Show each line of the entries below that contains the string "blue", copying every such line in full. Match is case-sensitive.

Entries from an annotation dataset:
--- start ---
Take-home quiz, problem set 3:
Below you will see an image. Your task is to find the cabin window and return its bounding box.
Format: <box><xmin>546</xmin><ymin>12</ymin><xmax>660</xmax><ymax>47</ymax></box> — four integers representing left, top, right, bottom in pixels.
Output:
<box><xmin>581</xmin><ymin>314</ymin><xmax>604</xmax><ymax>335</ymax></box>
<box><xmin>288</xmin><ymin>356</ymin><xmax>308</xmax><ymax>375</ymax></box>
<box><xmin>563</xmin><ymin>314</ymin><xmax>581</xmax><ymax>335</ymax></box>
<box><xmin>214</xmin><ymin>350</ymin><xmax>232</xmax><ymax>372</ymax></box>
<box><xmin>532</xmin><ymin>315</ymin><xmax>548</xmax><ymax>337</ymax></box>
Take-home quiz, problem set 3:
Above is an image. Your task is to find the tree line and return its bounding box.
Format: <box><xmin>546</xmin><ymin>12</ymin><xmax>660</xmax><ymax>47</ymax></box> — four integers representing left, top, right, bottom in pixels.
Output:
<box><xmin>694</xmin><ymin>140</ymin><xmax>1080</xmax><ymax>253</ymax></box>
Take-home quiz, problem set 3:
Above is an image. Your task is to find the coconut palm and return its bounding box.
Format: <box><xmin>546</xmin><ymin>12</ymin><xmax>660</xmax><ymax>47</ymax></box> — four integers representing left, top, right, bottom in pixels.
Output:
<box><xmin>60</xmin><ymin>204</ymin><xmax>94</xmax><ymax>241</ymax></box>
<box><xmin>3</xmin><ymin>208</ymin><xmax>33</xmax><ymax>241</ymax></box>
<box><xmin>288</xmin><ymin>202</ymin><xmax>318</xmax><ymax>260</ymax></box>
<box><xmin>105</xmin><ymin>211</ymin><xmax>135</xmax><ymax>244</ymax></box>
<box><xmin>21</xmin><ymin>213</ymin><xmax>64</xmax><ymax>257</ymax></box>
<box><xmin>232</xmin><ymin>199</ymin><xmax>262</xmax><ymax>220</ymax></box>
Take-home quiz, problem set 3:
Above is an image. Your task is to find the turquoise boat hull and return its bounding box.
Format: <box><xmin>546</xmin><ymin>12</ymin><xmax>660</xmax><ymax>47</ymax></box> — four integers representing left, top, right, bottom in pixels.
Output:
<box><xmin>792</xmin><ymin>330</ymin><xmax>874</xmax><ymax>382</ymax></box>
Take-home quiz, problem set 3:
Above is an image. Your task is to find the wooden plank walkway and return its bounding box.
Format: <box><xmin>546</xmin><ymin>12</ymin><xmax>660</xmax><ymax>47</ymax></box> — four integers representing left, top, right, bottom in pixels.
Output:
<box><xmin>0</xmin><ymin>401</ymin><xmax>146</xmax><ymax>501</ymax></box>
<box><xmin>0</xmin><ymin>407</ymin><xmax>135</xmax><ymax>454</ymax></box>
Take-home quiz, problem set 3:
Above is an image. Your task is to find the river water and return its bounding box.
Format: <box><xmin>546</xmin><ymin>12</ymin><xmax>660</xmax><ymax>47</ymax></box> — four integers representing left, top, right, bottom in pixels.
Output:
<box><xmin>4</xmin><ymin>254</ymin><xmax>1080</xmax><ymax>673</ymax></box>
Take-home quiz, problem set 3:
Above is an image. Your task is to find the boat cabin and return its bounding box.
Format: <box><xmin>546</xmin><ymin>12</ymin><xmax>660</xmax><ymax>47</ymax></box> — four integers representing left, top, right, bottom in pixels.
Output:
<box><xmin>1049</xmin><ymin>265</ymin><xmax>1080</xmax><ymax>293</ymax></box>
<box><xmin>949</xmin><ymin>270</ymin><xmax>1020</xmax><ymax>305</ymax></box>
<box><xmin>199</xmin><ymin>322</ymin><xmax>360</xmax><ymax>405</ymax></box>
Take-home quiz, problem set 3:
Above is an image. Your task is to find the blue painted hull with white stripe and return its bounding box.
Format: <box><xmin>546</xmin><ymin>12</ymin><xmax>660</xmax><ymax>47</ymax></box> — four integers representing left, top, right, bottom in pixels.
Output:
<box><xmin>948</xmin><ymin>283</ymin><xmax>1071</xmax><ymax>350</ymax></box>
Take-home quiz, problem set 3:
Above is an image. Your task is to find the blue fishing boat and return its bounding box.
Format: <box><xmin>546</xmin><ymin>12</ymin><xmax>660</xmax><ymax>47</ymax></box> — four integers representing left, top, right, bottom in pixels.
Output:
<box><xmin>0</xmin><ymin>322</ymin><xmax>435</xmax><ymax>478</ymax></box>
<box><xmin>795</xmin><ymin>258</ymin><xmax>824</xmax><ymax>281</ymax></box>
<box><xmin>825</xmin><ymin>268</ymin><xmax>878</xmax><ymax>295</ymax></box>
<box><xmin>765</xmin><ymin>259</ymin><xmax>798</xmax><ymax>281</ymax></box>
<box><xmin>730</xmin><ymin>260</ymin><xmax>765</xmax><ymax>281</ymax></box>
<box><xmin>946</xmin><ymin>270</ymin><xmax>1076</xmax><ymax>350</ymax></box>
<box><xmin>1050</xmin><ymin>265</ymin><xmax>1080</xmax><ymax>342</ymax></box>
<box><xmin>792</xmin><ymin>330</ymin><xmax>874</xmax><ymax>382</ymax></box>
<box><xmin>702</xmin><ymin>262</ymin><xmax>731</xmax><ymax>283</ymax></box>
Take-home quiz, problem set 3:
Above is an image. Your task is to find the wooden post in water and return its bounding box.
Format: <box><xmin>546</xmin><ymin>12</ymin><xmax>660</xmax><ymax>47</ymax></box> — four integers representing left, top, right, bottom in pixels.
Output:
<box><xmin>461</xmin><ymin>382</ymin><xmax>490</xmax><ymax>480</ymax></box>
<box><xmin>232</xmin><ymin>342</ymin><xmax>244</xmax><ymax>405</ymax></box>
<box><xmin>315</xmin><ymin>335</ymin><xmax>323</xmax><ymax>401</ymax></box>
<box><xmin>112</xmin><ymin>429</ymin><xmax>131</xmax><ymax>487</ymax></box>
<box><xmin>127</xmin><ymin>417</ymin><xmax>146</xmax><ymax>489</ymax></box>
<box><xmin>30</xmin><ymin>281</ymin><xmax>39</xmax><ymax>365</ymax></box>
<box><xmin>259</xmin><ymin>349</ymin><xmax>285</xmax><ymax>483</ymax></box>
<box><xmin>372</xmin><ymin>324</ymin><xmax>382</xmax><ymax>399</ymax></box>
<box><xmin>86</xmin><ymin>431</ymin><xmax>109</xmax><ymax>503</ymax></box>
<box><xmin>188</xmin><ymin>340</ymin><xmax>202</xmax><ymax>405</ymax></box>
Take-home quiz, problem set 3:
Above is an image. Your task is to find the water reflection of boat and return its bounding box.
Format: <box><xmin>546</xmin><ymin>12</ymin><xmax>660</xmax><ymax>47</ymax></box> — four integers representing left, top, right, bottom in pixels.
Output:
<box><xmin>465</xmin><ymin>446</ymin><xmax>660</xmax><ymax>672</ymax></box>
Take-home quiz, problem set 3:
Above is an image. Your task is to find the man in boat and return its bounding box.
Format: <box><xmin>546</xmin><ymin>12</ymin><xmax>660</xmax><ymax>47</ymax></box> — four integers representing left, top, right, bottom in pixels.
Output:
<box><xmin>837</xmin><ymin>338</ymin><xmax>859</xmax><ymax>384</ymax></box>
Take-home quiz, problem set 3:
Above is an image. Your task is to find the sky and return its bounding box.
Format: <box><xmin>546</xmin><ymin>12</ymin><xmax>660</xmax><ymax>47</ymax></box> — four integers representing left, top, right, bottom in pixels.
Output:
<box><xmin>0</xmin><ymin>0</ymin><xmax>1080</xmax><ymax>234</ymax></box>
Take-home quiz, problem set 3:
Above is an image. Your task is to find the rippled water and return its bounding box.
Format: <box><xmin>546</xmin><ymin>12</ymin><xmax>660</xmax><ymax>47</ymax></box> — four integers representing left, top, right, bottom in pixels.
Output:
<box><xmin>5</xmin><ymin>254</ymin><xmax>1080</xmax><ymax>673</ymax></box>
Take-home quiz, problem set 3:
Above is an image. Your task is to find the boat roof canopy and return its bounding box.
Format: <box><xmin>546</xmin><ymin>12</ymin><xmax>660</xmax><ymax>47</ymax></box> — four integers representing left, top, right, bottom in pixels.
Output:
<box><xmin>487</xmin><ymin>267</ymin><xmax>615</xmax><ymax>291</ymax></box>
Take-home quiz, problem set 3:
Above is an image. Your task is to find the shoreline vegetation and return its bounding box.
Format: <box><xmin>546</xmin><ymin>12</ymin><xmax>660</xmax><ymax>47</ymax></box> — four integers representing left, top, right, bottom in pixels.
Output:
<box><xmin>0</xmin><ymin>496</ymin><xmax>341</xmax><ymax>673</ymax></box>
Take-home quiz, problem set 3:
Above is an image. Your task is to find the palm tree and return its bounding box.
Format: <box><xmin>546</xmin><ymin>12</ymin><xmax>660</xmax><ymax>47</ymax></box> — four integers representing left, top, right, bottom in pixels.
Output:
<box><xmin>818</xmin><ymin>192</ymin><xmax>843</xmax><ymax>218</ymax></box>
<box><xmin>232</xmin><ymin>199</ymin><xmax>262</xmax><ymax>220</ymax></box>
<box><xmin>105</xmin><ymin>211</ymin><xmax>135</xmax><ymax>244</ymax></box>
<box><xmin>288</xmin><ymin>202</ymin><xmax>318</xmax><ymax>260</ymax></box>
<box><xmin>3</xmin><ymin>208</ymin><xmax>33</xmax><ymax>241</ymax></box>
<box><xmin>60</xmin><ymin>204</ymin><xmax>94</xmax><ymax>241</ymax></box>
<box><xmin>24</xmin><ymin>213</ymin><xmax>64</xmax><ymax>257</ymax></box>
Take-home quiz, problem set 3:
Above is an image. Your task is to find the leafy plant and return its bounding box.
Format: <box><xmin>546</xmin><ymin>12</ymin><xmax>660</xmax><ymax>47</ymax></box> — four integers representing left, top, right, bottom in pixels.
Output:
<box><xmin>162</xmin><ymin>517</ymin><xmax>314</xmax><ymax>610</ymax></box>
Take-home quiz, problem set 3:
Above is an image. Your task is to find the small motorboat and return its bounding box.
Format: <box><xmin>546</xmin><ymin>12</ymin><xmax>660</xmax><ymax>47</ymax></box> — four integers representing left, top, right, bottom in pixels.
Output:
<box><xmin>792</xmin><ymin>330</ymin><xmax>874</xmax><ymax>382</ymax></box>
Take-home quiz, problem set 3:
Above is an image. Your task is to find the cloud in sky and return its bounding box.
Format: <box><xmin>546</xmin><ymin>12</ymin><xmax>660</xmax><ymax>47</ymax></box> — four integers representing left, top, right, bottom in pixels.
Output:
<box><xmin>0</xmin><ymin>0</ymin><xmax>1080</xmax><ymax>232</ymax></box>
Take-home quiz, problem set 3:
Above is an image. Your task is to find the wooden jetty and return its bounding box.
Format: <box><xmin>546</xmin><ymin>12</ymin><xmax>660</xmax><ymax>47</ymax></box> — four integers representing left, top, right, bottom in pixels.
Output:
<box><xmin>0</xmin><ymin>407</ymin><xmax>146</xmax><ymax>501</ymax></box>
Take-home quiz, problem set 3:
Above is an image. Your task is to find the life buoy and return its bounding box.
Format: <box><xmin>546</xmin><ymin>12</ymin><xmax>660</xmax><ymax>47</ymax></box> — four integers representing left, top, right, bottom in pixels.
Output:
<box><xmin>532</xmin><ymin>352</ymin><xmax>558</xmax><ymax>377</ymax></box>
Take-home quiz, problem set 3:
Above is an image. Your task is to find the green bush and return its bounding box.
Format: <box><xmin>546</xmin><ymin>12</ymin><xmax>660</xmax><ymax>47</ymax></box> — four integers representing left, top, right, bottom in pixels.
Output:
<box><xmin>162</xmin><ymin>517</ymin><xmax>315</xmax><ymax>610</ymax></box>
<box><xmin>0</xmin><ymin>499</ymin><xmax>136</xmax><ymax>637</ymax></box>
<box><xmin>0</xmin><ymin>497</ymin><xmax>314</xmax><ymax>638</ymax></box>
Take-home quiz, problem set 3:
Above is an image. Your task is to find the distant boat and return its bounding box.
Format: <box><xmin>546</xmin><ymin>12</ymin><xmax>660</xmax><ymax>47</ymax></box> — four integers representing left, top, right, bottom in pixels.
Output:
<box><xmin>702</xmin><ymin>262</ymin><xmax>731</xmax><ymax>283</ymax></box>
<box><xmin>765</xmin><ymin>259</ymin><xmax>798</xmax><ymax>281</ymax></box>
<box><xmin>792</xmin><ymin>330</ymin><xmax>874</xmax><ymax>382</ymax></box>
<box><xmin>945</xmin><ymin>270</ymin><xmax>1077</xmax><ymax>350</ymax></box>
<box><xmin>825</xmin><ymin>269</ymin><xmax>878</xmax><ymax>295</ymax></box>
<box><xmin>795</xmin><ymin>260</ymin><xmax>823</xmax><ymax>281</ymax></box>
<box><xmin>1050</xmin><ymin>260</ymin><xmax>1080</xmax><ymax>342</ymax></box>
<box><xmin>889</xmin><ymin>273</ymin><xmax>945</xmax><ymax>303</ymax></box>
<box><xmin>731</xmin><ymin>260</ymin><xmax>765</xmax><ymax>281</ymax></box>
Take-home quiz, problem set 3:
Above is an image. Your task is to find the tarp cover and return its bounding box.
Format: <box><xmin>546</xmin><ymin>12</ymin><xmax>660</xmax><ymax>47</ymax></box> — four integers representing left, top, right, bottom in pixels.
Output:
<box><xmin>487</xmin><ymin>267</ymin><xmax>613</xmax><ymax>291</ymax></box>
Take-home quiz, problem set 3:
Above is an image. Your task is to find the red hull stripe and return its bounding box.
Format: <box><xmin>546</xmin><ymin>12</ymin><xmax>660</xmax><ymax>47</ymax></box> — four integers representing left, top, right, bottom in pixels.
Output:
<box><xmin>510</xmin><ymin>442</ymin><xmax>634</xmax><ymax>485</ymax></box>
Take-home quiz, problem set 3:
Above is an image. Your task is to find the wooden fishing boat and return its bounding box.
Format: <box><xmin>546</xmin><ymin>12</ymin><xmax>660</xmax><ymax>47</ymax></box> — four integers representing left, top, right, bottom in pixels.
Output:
--- end ---
Problem solution =>
Above is an image. Your task is to find the blue painted hull with white stripe and return its bounding box.
Above is an image. Your task is to find the blue fishing boat and return its bounding box.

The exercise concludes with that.